Excerpts from a point labeling dataset
────────────────

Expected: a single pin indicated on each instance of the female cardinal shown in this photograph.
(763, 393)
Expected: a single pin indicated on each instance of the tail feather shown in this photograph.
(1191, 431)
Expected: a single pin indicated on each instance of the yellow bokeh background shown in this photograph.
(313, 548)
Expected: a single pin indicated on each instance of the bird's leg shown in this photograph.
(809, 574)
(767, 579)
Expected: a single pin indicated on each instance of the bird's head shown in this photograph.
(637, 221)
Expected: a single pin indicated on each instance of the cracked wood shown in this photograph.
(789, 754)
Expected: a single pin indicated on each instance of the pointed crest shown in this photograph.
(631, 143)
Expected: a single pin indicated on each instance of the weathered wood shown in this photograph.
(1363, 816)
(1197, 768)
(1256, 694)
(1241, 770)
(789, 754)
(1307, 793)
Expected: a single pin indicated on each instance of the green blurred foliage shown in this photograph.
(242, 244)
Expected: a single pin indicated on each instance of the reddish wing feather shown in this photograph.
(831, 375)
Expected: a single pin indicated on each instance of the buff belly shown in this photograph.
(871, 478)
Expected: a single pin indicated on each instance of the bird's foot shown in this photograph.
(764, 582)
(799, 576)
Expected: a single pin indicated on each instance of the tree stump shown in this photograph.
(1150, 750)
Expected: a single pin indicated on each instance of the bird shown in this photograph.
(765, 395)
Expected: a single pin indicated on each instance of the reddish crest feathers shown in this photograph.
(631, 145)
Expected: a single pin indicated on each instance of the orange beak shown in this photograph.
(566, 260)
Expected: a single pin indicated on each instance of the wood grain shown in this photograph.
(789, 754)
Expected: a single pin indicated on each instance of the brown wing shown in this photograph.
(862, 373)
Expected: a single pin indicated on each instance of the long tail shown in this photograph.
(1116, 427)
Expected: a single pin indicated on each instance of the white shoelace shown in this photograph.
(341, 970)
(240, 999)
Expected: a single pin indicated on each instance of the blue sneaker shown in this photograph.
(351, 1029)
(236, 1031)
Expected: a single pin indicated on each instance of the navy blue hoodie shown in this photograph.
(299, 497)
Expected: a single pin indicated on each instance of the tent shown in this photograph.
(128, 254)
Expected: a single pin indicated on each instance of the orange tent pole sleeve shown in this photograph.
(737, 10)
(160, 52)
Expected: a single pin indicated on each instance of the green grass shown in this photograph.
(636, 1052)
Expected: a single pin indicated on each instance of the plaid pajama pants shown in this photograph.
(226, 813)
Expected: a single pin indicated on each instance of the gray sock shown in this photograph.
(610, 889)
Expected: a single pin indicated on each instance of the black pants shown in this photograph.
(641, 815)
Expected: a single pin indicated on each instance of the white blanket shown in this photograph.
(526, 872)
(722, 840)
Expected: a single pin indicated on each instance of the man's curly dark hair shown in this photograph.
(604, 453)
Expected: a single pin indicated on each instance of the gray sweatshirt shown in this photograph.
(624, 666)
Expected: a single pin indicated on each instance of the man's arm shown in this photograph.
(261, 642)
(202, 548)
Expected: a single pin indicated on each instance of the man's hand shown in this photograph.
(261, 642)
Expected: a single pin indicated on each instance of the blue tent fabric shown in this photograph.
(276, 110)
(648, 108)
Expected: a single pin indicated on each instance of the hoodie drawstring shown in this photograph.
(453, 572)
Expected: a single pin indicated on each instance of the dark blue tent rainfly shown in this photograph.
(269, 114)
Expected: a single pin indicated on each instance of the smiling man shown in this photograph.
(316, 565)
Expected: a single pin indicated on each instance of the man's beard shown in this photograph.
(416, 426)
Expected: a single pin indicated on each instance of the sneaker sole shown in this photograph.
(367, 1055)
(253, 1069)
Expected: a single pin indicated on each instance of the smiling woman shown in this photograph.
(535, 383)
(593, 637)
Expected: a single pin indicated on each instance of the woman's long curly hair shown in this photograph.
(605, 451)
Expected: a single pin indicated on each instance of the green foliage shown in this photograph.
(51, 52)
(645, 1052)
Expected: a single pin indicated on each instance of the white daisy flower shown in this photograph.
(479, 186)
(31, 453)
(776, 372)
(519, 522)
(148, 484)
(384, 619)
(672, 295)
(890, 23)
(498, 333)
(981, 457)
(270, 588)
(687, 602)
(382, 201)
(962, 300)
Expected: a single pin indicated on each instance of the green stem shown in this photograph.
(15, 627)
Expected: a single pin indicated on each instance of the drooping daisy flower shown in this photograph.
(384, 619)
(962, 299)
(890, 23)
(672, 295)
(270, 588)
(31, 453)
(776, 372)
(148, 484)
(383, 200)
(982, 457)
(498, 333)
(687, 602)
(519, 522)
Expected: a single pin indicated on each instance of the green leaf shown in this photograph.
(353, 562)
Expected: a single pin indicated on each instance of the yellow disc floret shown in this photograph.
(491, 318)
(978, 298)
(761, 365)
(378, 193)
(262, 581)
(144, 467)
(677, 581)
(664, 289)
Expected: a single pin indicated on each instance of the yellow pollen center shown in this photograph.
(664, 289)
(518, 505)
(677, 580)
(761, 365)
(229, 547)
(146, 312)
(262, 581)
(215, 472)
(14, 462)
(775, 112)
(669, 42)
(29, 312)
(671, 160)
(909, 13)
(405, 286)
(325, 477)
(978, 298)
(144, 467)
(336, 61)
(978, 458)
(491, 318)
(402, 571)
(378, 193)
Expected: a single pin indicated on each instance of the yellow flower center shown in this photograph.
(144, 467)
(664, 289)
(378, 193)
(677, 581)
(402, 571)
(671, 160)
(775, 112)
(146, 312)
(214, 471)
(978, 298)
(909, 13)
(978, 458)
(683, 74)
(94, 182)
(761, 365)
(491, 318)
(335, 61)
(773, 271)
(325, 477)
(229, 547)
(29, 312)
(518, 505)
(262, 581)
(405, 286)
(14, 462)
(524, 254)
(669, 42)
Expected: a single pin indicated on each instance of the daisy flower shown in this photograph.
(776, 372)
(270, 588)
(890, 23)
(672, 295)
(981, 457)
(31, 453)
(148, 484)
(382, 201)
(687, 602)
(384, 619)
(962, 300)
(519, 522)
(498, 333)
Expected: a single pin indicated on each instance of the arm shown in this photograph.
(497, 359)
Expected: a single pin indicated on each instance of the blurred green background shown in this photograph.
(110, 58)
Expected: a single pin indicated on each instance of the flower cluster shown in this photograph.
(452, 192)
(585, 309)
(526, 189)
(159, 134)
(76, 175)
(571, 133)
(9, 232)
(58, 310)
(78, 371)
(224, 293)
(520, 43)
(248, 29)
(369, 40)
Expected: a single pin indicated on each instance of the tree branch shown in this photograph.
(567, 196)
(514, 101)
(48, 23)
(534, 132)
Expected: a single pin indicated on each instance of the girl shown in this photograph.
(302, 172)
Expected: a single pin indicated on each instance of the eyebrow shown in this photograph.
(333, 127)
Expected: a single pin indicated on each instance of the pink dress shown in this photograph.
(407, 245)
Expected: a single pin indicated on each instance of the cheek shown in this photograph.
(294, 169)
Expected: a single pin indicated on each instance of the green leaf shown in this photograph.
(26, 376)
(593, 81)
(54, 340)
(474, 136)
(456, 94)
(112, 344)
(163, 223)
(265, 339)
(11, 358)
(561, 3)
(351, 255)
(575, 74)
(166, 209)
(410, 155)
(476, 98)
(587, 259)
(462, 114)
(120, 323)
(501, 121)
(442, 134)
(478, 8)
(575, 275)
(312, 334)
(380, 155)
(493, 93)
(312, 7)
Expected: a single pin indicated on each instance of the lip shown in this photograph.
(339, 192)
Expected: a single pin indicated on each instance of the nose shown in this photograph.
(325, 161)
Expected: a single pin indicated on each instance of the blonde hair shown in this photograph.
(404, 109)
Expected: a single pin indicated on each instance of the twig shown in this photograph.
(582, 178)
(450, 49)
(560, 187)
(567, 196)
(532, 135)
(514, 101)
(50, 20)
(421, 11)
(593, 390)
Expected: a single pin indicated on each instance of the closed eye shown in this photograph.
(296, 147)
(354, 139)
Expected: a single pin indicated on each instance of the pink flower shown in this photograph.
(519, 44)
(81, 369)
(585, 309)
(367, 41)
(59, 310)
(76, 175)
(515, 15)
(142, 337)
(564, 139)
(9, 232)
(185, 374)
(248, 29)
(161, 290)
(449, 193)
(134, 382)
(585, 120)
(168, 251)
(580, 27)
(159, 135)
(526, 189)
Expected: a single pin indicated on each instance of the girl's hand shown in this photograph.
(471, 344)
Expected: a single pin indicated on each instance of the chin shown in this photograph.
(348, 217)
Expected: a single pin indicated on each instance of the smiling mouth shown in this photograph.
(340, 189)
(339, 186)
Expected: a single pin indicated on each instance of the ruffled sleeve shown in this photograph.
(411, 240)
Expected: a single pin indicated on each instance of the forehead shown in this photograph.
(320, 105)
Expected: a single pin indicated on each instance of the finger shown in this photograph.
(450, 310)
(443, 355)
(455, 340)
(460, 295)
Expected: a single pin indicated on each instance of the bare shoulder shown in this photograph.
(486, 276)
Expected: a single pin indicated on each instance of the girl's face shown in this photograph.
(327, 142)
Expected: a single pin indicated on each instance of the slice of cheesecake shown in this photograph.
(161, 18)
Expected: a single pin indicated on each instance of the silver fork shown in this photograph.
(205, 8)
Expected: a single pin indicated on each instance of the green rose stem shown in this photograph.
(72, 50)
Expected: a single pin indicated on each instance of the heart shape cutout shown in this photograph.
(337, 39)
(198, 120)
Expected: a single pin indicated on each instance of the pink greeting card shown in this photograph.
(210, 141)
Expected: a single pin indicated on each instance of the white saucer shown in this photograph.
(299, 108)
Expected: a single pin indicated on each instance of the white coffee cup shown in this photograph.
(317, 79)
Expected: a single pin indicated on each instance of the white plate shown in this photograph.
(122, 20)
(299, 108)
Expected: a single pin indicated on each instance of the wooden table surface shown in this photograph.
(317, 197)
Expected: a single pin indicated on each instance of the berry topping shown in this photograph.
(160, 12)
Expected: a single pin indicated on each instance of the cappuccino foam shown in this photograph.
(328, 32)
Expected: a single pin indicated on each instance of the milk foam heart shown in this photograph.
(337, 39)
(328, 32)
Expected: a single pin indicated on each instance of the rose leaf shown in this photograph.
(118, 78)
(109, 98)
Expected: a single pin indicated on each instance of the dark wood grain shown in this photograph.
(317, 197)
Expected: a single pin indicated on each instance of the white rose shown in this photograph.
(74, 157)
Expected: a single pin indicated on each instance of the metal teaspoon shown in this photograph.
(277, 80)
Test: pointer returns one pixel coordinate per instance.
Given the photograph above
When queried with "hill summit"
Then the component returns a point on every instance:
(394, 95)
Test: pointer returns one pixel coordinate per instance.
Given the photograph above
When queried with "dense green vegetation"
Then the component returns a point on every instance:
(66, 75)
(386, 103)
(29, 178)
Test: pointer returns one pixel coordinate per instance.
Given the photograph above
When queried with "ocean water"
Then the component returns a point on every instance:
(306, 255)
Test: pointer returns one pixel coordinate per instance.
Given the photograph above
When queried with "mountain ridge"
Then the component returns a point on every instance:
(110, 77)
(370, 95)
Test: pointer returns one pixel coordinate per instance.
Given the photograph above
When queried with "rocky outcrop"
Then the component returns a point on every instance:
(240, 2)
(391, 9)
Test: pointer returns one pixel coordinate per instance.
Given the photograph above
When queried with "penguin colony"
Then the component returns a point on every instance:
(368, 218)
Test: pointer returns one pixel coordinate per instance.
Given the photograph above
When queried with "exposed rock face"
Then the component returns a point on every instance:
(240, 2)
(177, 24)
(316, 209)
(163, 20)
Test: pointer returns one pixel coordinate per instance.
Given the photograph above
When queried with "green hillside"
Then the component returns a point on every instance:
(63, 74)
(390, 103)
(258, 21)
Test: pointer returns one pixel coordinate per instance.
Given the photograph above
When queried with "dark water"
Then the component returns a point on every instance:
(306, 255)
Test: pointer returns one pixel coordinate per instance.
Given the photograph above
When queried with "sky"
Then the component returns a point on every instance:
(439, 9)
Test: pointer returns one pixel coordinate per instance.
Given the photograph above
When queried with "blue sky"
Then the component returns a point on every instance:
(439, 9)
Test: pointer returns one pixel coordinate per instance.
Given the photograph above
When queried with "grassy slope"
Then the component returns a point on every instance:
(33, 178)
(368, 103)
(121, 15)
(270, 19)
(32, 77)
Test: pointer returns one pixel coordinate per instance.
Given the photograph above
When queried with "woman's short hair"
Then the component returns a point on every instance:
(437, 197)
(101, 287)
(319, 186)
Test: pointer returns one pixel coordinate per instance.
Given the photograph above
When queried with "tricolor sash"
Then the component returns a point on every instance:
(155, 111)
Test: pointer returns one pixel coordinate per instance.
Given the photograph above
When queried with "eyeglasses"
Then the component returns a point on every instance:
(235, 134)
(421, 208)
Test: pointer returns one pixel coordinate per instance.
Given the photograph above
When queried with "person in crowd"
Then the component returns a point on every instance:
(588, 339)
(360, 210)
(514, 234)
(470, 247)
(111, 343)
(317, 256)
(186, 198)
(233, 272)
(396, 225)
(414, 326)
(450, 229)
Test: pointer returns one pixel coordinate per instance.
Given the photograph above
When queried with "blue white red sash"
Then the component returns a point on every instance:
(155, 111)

────────────────

### AIM OF THE EXERCISE
Return the lines unchanged, beginning at the top of the lines and continuing through the line containing "(1307, 793)", both ends included.

### EXERCISE ANSWER
Expected: a single pin indicated on each instance of the female cardinal shown in this photograph.
(763, 393)
Expected: a single pin indicated on each instance of the tail feather shown in this photograph.
(1191, 431)
Expected: a single pin indicated on each instance of the yellow bokeh background shown in this photograph.
(313, 548)
Expected: a single pin indicated on each instance of the bird's leg shown in this photograph.
(809, 574)
(767, 579)
Expected: a single pin indicated on each instance of the bird's head shown in this photograph.
(637, 221)
Expected: a single pin indicated on each instance of the cracked wood shown in this photograph.
(789, 754)
Expected: a single pin indicated on each instance of the pointed crest shown in this photograph.
(631, 143)
Expected: a single pin indicated on each instance of the weathered wood shown in this photograph.
(1363, 816)
(1197, 768)
(1256, 694)
(1241, 770)
(789, 754)
(1307, 793)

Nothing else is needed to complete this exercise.